<<<<
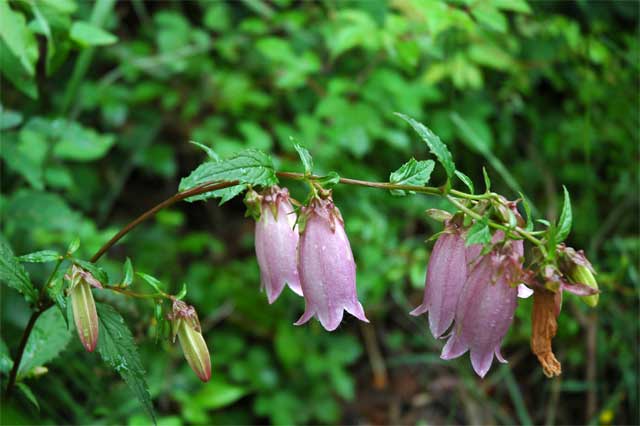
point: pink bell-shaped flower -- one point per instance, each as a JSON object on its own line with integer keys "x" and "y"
{"x": 326, "y": 267}
{"x": 276, "y": 238}
{"x": 486, "y": 306}
{"x": 446, "y": 275}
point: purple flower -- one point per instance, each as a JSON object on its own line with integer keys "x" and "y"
{"x": 276, "y": 242}
{"x": 326, "y": 267}
{"x": 446, "y": 275}
{"x": 486, "y": 307}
>>>>
▸ Goal of the exercise
Rewrite every line of the listing, requests included, shifting each x and y coordinate in the answers up by 150. Leave the pictures out.

▸ Exercise solution
point: pink bell-shaped flower -- one point per instance, each as a JSON object on its own line with integer keys "x" and "y"
{"x": 476, "y": 417}
{"x": 426, "y": 388}
{"x": 636, "y": 456}
{"x": 596, "y": 425}
point: purple flower -- one point per instance, each as a JSON object on its own line with integer keys "x" and "y"
{"x": 426, "y": 392}
{"x": 476, "y": 417}
{"x": 596, "y": 425}
{"x": 636, "y": 457}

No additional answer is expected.